**Entries from a dataset**
## START

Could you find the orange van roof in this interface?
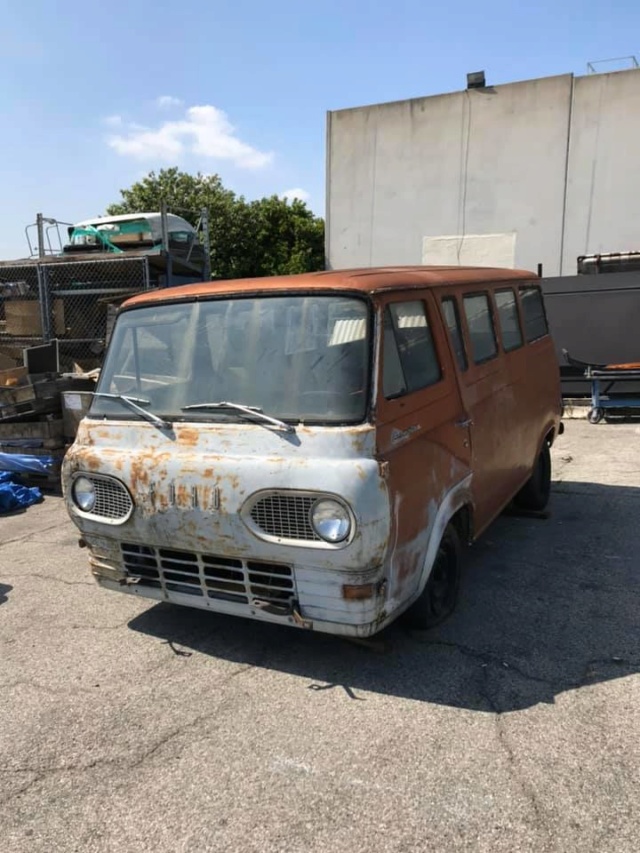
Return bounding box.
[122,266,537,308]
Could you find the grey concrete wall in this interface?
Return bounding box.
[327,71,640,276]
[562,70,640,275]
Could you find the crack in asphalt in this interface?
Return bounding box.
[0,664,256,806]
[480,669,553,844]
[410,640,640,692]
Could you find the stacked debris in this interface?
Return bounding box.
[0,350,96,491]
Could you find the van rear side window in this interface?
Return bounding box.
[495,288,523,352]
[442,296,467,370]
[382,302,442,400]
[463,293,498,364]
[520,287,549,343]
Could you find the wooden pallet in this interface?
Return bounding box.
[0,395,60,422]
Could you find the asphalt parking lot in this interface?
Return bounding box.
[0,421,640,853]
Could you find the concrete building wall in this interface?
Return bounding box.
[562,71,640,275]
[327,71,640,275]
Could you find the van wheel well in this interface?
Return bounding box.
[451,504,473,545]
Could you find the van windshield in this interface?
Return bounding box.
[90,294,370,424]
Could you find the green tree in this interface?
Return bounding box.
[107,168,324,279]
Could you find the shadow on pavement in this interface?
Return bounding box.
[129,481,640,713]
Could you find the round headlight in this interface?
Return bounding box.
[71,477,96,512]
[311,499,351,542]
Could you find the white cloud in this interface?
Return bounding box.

## END

**Goal of the exercise**
Render the listing from its first line to the line with "[90,294,370,424]" as a Markdown table with the columns "Row" and "Line", skipping blank lines and leaving out the pictures.

**Completed exercise**
| Row | Line |
|---|---|
| 1 | Could you find the orange van roof in this interface? |
| 2 | Return bounding box. |
| 3 | [122,266,537,308] |
| 4 | Could you find the grey concrete wall in this interface? |
| 5 | Return bounding box. |
| 6 | [327,71,640,276] |
| 7 | [562,70,640,275] |
| 8 | Could you find the crack in asphalt in this interface? |
| 9 | Return bounding box. |
| 10 | [0,664,256,806] |
| 11 | [480,669,553,844] |
| 12 | [410,640,640,692] |
| 13 | Could you find the stacked debris in this interface? |
| 14 | Return bounding box. |
| 15 | [0,350,96,491] |
| 16 | Could you find the van rear side window in this interface? |
| 17 | Return bounding box. |
| 18 | [495,288,523,352] |
| 19 | [442,296,467,370] |
| 20 | [382,302,442,400] |
| 21 | [463,293,498,364] |
| 22 | [520,287,549,343] |
| 23 | Could you find the wooden pallet in this interface? |
| 24 | Return bounding box. |
| 25 | [0,395,60,422] |
| 26 | Could you find the asphalt parking lot in this interface? |
| 27 | Return bounding box. |
| 28 | [0,421,640,853] |
| 29 | Could you find the concrete building wall in this interface? |
| 30 | Return bounding box. |
| 31 | [562,71,640,275] |
| 32 | [327,71,640,275] |
| 33 | Could you find the van wheel well in this interface? |
| 34 | Return bounding box. |
| 35 | [451,504,473,545] |
| 36 | Could you find the van windshield in this interface? |
| 37 | Return bounding box. |
| 38 | [90,294,370,424] |